# DATA ENTRIES
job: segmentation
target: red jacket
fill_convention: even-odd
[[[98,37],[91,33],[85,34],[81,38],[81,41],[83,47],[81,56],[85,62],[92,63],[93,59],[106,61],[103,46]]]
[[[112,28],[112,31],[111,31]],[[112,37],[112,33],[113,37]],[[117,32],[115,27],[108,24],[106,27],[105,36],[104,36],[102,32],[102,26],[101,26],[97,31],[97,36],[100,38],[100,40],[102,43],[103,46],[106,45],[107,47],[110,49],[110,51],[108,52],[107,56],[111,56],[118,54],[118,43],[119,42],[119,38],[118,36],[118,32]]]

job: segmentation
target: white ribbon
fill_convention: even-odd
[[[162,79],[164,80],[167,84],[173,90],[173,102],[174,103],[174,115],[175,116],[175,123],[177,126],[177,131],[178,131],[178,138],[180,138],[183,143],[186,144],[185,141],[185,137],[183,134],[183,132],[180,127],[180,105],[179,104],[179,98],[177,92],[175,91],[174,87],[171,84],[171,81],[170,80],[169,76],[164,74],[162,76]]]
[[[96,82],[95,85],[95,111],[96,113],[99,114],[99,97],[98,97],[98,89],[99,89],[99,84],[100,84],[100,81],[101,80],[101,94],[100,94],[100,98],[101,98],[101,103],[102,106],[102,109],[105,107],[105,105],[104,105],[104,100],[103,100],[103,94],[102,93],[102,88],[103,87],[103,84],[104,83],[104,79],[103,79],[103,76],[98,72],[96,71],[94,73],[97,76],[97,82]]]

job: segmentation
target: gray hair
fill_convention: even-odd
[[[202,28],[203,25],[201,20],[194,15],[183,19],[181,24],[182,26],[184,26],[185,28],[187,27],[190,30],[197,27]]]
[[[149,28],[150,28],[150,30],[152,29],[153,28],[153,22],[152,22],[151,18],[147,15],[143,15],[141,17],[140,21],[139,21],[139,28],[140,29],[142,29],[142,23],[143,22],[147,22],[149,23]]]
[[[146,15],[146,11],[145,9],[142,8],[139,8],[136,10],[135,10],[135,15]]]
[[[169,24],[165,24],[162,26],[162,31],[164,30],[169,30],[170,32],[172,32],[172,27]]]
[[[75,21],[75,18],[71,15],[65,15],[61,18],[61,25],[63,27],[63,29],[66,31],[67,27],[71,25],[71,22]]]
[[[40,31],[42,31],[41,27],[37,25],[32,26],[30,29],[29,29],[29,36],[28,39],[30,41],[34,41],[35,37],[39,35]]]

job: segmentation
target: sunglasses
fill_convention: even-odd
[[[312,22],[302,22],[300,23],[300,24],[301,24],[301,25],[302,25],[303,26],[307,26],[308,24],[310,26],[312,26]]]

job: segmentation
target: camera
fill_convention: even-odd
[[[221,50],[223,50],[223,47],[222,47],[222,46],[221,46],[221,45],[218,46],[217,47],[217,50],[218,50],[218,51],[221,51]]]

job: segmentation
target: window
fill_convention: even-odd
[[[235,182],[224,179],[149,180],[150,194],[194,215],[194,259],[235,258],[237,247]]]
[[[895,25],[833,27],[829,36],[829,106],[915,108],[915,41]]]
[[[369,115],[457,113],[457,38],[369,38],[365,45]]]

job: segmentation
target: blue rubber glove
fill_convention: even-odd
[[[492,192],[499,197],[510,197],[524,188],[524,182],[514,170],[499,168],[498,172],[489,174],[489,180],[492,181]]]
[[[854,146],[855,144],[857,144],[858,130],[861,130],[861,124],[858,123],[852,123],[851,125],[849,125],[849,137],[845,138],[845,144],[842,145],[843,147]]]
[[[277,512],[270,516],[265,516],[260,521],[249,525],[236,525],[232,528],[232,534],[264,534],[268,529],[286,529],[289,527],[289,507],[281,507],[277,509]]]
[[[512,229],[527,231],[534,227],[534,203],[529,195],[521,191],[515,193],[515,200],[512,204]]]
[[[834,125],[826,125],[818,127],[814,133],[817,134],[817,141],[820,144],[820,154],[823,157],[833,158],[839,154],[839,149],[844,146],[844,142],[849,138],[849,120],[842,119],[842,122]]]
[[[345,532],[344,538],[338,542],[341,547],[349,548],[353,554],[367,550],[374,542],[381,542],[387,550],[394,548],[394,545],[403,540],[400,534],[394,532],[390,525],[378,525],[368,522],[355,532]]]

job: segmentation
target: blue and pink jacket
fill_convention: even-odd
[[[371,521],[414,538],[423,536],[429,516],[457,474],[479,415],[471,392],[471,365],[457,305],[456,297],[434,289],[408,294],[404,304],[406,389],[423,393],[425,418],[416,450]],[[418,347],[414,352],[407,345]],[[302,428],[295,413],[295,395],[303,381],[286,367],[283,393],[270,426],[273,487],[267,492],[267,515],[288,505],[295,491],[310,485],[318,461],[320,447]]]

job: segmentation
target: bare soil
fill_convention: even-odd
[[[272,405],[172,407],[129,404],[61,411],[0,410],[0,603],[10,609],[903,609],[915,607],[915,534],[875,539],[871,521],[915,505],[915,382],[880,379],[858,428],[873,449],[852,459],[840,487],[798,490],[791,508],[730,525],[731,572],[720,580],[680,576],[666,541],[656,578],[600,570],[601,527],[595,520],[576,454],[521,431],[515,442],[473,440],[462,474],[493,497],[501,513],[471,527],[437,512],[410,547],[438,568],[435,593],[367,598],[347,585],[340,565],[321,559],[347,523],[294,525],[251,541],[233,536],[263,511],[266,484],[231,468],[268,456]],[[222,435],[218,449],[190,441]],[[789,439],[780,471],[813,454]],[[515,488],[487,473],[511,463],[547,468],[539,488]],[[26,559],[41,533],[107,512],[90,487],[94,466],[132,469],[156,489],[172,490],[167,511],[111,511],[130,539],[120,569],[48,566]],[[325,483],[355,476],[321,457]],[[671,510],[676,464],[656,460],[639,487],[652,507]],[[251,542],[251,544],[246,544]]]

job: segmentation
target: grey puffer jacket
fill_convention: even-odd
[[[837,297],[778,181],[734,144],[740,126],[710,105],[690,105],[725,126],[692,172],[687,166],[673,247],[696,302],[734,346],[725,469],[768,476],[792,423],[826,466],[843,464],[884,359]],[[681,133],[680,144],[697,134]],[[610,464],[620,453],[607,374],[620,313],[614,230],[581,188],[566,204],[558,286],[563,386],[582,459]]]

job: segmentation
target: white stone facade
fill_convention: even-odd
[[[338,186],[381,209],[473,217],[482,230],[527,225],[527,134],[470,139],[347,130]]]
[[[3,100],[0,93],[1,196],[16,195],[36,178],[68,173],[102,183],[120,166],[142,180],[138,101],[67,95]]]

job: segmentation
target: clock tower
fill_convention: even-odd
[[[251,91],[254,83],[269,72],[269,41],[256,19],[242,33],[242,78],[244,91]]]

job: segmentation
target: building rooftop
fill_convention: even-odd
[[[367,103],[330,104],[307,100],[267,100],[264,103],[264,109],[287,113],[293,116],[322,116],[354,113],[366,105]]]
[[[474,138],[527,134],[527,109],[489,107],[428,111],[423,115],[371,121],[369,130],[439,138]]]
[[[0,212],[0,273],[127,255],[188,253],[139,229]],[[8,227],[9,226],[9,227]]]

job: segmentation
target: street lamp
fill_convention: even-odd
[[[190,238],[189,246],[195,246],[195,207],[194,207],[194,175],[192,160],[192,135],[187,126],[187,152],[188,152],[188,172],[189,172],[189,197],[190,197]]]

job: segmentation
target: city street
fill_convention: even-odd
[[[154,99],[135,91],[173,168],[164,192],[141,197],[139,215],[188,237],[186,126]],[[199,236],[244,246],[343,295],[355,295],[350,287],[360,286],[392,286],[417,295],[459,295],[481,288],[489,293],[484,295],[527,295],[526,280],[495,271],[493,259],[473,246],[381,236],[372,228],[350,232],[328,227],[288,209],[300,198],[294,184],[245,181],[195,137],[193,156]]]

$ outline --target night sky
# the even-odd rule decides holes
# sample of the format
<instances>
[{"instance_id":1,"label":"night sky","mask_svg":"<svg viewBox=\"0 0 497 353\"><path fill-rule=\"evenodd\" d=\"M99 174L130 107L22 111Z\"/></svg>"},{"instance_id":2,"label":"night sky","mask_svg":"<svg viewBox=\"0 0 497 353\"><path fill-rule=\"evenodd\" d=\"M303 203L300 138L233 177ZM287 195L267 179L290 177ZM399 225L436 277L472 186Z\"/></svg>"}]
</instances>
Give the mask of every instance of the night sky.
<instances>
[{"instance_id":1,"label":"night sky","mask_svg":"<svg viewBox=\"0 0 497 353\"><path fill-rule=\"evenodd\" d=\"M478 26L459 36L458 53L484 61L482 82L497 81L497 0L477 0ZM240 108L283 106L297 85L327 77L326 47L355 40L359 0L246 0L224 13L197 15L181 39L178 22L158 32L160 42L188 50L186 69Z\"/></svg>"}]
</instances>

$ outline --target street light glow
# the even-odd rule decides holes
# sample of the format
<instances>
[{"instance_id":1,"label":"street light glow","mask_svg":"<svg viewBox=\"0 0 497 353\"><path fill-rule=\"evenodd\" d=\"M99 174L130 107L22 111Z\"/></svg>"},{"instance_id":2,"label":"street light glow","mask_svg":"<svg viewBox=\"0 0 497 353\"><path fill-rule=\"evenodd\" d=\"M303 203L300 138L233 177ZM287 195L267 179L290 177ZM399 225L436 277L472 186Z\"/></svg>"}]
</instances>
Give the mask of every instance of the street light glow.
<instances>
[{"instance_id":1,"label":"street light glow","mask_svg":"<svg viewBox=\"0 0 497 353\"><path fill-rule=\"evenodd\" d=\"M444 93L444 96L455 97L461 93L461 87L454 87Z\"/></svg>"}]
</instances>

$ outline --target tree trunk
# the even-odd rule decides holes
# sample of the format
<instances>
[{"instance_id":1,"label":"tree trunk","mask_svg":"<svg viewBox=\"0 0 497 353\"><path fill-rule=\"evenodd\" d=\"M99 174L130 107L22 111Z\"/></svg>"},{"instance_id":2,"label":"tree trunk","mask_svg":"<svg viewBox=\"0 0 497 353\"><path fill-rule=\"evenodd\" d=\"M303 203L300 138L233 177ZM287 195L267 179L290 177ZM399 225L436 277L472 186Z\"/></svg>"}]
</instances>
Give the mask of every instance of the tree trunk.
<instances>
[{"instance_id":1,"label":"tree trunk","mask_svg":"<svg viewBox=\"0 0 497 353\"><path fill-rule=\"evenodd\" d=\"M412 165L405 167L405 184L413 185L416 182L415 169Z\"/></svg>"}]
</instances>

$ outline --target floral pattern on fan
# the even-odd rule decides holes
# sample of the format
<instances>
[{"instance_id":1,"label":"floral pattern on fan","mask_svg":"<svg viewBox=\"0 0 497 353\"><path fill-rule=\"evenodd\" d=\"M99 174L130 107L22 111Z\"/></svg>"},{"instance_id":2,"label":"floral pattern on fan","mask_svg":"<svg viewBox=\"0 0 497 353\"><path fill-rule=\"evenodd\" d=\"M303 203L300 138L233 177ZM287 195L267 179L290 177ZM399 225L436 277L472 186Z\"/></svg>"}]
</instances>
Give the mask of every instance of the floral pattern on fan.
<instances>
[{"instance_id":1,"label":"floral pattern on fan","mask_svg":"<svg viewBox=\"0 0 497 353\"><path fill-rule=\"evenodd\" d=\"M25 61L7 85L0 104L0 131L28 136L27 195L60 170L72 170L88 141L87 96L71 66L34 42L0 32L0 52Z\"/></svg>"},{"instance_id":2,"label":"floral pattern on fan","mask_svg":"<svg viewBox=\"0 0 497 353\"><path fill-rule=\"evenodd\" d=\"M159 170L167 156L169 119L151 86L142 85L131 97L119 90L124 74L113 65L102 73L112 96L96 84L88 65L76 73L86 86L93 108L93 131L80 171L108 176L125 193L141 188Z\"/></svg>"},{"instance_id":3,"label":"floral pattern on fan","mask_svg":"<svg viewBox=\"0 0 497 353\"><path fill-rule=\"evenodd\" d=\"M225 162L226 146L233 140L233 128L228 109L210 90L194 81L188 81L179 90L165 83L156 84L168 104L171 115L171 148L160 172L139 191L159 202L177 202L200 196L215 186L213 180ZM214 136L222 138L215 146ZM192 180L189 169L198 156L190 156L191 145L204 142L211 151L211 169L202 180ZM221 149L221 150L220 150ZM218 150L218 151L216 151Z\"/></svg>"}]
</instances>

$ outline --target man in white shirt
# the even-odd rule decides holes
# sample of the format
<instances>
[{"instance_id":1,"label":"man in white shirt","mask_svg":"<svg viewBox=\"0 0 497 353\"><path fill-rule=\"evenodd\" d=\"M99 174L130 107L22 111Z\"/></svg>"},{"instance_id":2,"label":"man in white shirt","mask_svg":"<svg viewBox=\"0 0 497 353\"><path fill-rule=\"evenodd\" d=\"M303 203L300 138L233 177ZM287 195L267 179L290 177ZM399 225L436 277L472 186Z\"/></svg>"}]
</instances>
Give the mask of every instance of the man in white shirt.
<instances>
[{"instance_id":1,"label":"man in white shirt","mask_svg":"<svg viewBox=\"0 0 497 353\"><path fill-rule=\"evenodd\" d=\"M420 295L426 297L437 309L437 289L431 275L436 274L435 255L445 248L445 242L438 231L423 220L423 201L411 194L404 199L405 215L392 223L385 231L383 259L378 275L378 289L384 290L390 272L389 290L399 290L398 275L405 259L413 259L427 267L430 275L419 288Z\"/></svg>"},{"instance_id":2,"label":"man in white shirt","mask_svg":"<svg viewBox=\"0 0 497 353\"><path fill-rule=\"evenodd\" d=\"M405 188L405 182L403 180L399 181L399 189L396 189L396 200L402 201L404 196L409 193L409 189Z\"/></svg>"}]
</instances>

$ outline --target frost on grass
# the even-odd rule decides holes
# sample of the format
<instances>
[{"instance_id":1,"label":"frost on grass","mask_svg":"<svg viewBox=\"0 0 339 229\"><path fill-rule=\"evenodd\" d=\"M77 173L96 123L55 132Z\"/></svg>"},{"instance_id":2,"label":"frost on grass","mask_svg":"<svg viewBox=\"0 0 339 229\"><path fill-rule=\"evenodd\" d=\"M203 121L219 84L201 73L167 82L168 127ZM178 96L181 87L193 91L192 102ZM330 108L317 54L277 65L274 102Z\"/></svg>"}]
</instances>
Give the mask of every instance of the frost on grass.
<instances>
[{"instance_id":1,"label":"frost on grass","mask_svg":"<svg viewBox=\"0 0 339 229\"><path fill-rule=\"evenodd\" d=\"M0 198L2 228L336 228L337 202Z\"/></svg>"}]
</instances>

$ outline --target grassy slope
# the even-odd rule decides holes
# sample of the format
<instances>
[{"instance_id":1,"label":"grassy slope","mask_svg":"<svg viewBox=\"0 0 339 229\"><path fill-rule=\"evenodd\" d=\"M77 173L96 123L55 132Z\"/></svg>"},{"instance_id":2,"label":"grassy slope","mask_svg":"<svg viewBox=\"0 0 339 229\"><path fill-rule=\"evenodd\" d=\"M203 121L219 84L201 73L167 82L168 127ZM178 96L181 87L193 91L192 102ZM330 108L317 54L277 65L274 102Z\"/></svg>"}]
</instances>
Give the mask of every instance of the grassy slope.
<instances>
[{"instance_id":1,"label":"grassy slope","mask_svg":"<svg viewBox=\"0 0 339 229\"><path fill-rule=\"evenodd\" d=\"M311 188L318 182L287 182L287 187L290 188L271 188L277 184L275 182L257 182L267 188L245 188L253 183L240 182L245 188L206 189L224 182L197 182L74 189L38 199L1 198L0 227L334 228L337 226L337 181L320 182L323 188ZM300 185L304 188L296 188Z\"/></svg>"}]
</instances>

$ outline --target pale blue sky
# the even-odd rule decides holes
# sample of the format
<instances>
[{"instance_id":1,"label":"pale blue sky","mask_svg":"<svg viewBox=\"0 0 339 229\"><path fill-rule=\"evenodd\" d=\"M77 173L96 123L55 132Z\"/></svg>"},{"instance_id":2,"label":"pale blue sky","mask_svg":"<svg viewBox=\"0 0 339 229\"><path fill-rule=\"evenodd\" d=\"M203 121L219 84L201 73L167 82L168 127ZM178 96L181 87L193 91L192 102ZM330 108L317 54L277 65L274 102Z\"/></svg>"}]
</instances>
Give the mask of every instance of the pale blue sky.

# EXERCISE BRIEF
Reproduce exactly the line containing "--target pale blue sky" and every line after it through the end of the records above, and nothing else.

# SOLVED EXERCISE
$ outline --target pale blue sky
# the even-odd rule decides holes
# sample of the format
<instances>
[{"instance_id":1,"label":"pale blue sky","mask_svg":"<svg viewBox=\"0 0 339 229\"><path fill-rule=\"evenodd\" d=\"M77 173L96 123L55 132Z\"/></svg>"},{"instance_id":2,"label":"pale blue sky","mask_svg":"<svg viewBox=\"0 0 339 229\"><path fill-rule=\"evenodd\" d=\"M203 121L219 84L201 73L167 82L168 127ZM178 96L181 87L193 91L192 102ZM330 108L317 54L277 65L274 102Z\"/></svg>"}]
</instances>
Give the mask of every instance of the pale blue sky.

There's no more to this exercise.